◆ **WORK INSTRUCTIONS**:
Set down each entry exactly as given; pictures should not appear in the copy.

(Point labeling dataset excerpts)
▬▬▬▬▬▬▬▬▬▬

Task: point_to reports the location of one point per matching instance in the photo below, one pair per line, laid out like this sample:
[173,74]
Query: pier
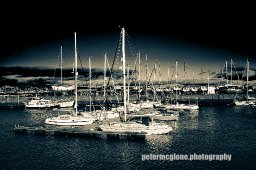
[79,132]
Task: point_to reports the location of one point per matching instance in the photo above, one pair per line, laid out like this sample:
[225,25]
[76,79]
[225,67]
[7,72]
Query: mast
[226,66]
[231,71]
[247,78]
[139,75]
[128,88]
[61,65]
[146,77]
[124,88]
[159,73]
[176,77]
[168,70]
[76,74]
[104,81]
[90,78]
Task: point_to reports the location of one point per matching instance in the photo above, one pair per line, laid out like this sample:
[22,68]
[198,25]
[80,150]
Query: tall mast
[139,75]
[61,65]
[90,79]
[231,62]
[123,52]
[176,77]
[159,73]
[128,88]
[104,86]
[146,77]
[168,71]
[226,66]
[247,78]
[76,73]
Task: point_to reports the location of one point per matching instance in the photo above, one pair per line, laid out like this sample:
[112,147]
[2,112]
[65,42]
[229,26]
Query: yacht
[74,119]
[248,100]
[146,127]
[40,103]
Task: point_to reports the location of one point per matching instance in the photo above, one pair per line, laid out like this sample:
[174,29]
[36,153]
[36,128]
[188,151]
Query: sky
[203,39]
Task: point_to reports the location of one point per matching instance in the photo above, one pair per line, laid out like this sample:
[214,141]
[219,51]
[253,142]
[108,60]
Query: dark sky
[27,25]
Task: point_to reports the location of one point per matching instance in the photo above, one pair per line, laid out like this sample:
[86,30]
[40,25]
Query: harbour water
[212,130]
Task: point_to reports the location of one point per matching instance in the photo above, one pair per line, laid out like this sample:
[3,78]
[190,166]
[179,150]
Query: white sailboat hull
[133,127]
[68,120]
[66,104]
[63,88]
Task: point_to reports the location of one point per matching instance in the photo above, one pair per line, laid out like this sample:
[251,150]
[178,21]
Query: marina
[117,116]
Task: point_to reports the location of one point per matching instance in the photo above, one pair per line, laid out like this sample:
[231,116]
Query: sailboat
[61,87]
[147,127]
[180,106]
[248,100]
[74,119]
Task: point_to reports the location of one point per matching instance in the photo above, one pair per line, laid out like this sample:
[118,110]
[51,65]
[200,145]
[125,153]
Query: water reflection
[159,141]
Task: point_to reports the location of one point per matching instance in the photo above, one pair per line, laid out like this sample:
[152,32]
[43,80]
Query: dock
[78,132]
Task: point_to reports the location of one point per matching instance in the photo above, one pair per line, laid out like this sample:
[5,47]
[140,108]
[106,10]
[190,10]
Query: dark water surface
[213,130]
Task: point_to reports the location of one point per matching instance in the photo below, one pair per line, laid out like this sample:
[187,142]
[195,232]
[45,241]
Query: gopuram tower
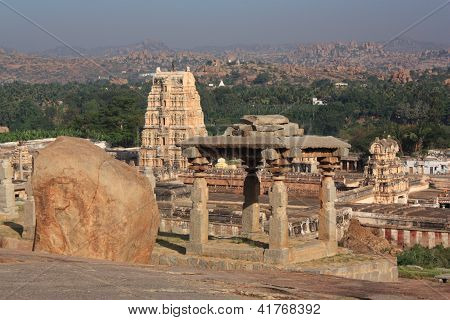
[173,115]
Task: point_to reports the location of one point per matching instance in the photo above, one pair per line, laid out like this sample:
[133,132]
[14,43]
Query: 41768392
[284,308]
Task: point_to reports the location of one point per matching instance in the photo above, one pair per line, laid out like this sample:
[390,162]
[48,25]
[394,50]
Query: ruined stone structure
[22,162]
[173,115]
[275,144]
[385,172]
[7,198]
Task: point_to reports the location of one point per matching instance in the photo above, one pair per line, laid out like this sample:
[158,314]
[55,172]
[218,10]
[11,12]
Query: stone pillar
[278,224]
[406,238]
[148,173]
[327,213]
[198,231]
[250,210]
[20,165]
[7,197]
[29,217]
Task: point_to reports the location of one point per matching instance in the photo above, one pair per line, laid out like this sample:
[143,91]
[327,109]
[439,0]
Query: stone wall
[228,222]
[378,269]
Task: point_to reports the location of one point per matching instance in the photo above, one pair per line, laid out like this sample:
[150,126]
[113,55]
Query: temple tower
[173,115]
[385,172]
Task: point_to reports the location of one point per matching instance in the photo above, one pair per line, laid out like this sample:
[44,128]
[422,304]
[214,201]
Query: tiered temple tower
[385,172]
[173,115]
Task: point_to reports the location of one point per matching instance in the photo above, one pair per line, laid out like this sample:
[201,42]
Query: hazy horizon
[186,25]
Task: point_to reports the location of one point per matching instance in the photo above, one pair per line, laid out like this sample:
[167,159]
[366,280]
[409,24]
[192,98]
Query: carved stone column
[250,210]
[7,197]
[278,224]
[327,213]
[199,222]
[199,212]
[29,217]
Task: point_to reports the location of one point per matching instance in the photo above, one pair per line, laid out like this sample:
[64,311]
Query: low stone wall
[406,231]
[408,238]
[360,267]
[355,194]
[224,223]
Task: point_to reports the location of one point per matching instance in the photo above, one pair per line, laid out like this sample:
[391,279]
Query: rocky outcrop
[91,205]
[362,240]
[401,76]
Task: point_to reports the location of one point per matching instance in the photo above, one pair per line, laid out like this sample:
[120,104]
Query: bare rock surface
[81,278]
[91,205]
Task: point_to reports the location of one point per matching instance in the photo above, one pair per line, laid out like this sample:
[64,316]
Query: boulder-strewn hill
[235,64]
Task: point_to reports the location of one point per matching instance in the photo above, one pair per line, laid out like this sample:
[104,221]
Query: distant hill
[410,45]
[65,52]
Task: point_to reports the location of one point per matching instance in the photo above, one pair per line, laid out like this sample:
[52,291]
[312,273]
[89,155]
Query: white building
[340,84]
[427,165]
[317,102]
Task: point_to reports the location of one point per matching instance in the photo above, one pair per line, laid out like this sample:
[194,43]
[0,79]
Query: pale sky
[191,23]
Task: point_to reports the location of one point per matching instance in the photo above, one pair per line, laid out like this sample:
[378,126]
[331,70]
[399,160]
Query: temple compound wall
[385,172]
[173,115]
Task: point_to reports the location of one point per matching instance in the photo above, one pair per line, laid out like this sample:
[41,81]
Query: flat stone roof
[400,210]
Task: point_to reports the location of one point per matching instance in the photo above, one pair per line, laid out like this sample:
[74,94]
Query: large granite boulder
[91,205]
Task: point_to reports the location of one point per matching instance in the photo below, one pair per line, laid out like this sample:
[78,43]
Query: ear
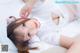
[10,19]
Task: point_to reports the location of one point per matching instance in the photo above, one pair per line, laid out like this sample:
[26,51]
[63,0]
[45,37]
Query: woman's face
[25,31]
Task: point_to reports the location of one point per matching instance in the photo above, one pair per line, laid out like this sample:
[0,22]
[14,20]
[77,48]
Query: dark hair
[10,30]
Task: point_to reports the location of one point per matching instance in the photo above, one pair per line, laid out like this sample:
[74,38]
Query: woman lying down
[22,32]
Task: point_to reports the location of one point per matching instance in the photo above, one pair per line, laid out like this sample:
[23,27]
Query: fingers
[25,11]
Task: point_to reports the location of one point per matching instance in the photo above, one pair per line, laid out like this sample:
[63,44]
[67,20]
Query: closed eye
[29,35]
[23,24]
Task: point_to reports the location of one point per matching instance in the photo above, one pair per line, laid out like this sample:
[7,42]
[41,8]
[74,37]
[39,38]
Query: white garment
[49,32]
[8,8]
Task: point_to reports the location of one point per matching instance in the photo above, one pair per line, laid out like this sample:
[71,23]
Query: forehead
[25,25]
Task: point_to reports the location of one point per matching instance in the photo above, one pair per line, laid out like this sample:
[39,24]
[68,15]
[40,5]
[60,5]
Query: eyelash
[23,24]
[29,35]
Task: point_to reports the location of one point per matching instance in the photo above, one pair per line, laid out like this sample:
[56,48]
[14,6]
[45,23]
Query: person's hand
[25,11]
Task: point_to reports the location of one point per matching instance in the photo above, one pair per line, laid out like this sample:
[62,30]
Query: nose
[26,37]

▬▬▬▬▬▬▬▬▬▬

◆ **COMPLETED TASK**:
Task: point_to reports the location of one point per matching instance in the photo below, one pair per line, laid out like this sample:
[173,74]
Query: pier
[79,132]
Task: point_to reports the location of one point per matching instance in the photo above, one pair per line, laid out like this sample:
[225,25]
[76,79]
[225,67]
[7,72]
Query: mast
[226,66]
[231,71]
[247,78]
[139,75]
[128,88]
[61,65]
[146,77]
[124,88]
[159,73]
[176,77]
[168,70]
[76,74]
[104,81]
[90,78]
Task: point_to reports the location of one point per matching instance in the photo above, one pair per line, laid out like this sample:
[22,68]
[198,25]
[80,150]
Query: tall mast
[139,75]
[61,65]
[90,79]
[231,62]
[123,52]
[176,77]
[159,73]
[128,88]
[104,86]
[146,77]
[168,71]
[226,66]
[247,78]
[76,73]
Task: point_to reports the location of one point per matching instance in the photo above, one pair per line, laid out like this sample:
[112,147]
[2,112]
[65,42]
[229,26]
Query: yacht
[74,119]
[248,100]
[146,127]
[40,103]
Task: point_to reports the location of one point per matching instance in the photo above, one pair per line, laid out like this sample:
[174,29]
[36,153]
[36,128]
[188,151]
Query: sky
[203,39]
Task: point_to reports the location of one point per matching instance in the photo above, one pair per line, laid out like this sample:
[214,141]
[219,51]
[253,142]
[108,60]
Query: dark sky
[27,25]
Task: point_to reports the location of one point per matching instance in the photo above, one pair per line, laid out like this sample:
[86,30]
[40,25]
Query: harbour water
[212,130]
Task: point_to reports the location of one point per matching instance in the photo above, one pair per line, laid out like this sample:
[3,78]
[190,166]
[179,150]
Query: white sailboat hull
[133,127]
[68,120]
[66,104]
[63,88]
Task: point_to reports the location of one point per matching instance in the photo above, one pair per line, laid out like this sample:
[251,150]
[178,21]
Query: marina
[117,116]
Task: point_to reports the location of one point per matching instance in the photo above, one pair per line, laid out like this sample:
[231,116]
Query: sailboat
[61,87]
[147,127]
[180,106]
[248,100]
[74,119]
Task: point_to reports the location of one point per matching instance in the photo above, one pair per line, laid out like this sample:
[118,110]
[51,65]
[200,145]
[125,153]
Query: water reflection
[159,141]
Task: point_to reports the location of one point per matching instance in the photo above, one pair per line, laid out like this sample:
[152,32]
[43,80]
Query: dock
[78,132]
Task: point_to reports the location of one point per matching instance in the photo above, one pair per line, laid out like this sample:
[5,47]
[140,108]
[106,10]
[190,10]
Query: dark water surface
[213,130]
Task: point_to reports the location of one point per matching instance in the photo below, one pair per line, laid out like this sample:
[187,142]
[195,232]
[45,241]
Query: gopuram tower
[173,115]
Task: point_to reports the location of one point per matching instance in the photo above, one pair per line, laid out like this sample:
[133,132]
[14,43]
Query: 41768392
[284,308]
Task: point_to reports the location of one point per matching instance in the photo above, one pair per line, laid out like this sample:
[390,162]
[48,25]
[394,50]
Query: ruined stone structure
[22,162]
[173,115]
[275,144]
[385,172]
[7,198]
Task: point_to reports the location of one point per matching instance in the photo above, one pair per line, laid out like this sample:
[158,314]
[55,172]
[218,10]
[11,12]
Query: stone pillar
[278,224]
[406,238]
[148,173]
[327,213]
[198,231]
[250,210]
[20,165]
[7,197]
[29,217]
Task: point_to reports the location of one point per matching instance in the photo above, one pair per line, laid out like this sample:
[143,91]
[327,109]
[439,0]
Query: stone wall
[228,222]
[378,269]
Task: point_to reports the location of one point per matching instance in the photo above, one pair per line, laid out like this sample:
[150,126]
[113,55]
Query: temple tower
[173,115]
[385,172]
Task: point_to reports the location of one point per matching instance in the photo above, one pair per line, laid out like this sample:
[44,128]
[422,304]
[214,201]
Query: tiered temple tower
[385,172]
[173,115]
Task: point_to reports the location of one point per matching instance in the photo above, one pair per line, laid out like this sample:
[201,42]
Query: hazy horizon
[186,25]
Task: point_to reports the location of one point per matching instance in the photo above, one pair per line, laid out like this sample:
[167,159]
[366,280]
[409,24]
[192,98]
Query: carved stone column
[250,210]
[7,197]
[278,224]
[327,213]
[199,222]
[199,212]
[29,217]
Task: point_to reports the location of one point per matching instance in the photo above, one pair per line, laid out like this sample:
[64,311]
Query: low stone wall
[406,231]
[408,238]
[360,267]
[355,194]
[224,223]
Task: point_to reports the location of one point per matching instance in the photo above, one pair per line, laid out like this sample:
[391,279]
Query: rocky outcrop
[91,205]
[362,240]
[401,76]
Task: point_to reports the location of one point per matching instance in the photo above, one pair per line, laid out like this sample:
[120,104]
Query: bare rock surface
[81,278]
[91,205]
Task: point_to reports the location of one point per matching instance in the photo above, one pair per line, laid out like this sample:
[64,316]
Query: boulder-strewn hill
[235,64]
Task: point_to reports the location of one point per matching instance in the photo above, one pair per line, laid out like this sample:
[104,221]
Query: distant hill
[410,45]
[65,52]
Task: point_to reports the location of one point per matching instance in the photo above, one pair per line, laid out like this sample:
[52,291]
[312,273]
[89,155]
Query: white building
[340,84]
[427,165]
[317,102]
Task: point_to reports the location of one point per matching instance in the photo above, one pair per line, laid out like this sample:
[194,43]
[0,79]
Query: pale sky
[191,23]
Task: point_to reports the location of one point per matching instance in the photo above, one pair per line, laid out like this sample:
[378,126]
[331,70]
[399,160]
Query: temple compound wall
[385,172]
[173,115]
Task: point_to reports the location of one point per matching instance in the photo above, one pair per line, laid out like this sample:
[41,81]
Query: flat stone roof
[400,210]
Task: point_to reports the location of one point per matching instance in the photo above, one pair per line, laid out like this sample:
[74,94]
Query: large granite boulder
[91,205]
Task: point_to reports the location of one point per matching instance in the photo below, one pair per line, laid out like this sample:
[78,43]
Query: ear
[10,19]
Task: point_to reports the location of one point per matching instance in the photo above, one pair per line, laid out like this sample:
[26,51]
[63,0]
[45,37]
Query: woman's face
[25,31]
Task: point_to reports the location of one point per matching instance in the photo above, one pair per line, laid out like this sample:
[0,22]
[14,20]
[77,48]
Query: dark hair
[10,30]
Task: point_to reports the location of one point per matching instance in the photo above, one pair per line, laid out like this sample:
[74,38]
Query: woman lying down
[22,32]
Task: point_to reports the location of one point per matching instance in the photo above, one pair per line, laid out like this sample:
[23,27]
Query: fingers
[25,11]
Task: point_to reports the location of one point per matching instance in the photo above, one pair per line, laid out like this sample:
[63,44]
[67,20]
Query: closed eye
[29,35]
[23,24]
Task: point_to reports the location of one point per matching instance in the photo above, one pair per line, laid out like this sample:
[7,42]
[41,8]
[74,37]
[39,38]
Query: white garment
[49,32]
[8,8]
Task: point_to reports the location of one point per matching instance in the photo above, one pair per line, laid out like this sample:
[71,23]
Query: forehead
[25,25]
Task: point_to reports the location of one point per matching instance in the photo above, one pair per line, laid out like this sample:
[39,24]
[68,15]
[40,5]
[60,5]
Query: eyelash
[23,24]
[29,35]
Task: point_to reports the location of one point per matching instance in the photo above, one pair per line, laid out like this sample:
[56,48]
[14,6]
[45,23]
Query: person's hand
[25,11]
Task: point_to reports the location of one point per matching instance in the photo above, one pair per line, laid out like this sample:
[62,30]
Query: nose
[26,37]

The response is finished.